ABOUT THIS EXERCISE:
From the data below, copy each line that includes the word "drum".

[Records from a data collection]
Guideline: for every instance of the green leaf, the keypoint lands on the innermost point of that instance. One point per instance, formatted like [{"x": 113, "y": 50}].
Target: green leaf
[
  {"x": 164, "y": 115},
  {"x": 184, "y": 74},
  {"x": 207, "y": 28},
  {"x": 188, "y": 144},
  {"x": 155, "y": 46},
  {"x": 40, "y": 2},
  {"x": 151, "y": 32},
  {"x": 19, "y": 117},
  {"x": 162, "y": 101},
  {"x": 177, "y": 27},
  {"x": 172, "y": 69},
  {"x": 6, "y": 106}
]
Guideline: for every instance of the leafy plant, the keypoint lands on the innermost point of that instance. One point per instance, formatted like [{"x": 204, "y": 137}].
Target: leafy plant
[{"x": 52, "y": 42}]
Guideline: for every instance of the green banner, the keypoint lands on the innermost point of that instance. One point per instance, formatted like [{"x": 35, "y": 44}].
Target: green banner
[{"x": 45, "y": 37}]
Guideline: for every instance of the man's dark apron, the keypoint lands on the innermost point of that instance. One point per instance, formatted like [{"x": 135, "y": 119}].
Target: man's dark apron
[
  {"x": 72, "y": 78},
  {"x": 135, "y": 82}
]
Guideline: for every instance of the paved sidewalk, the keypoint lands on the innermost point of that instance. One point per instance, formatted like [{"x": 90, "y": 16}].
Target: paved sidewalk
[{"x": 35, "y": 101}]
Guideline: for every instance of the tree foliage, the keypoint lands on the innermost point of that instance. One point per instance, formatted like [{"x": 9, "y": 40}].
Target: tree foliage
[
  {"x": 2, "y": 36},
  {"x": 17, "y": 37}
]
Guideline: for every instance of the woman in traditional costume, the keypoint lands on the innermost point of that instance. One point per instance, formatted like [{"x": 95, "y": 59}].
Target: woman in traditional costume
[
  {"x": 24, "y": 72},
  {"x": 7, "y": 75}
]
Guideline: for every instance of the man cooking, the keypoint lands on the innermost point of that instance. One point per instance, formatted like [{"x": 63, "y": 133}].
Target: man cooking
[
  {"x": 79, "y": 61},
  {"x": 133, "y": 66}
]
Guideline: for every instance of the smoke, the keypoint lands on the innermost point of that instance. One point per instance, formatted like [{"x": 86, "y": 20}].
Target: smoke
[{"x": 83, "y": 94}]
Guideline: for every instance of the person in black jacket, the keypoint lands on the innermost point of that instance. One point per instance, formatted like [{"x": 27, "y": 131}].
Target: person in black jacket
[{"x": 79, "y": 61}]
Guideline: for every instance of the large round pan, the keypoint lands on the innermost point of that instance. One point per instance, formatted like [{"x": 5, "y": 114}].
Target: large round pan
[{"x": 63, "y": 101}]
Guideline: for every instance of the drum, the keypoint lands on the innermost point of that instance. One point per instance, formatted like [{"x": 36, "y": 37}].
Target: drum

RESULT FOR THIS TASK:
Guideline: for every instance of the drum, the keypoint lands on the innermost point of that instance. One point per instance, formatted like [{"x": 36, "y": 37}].
Target: drum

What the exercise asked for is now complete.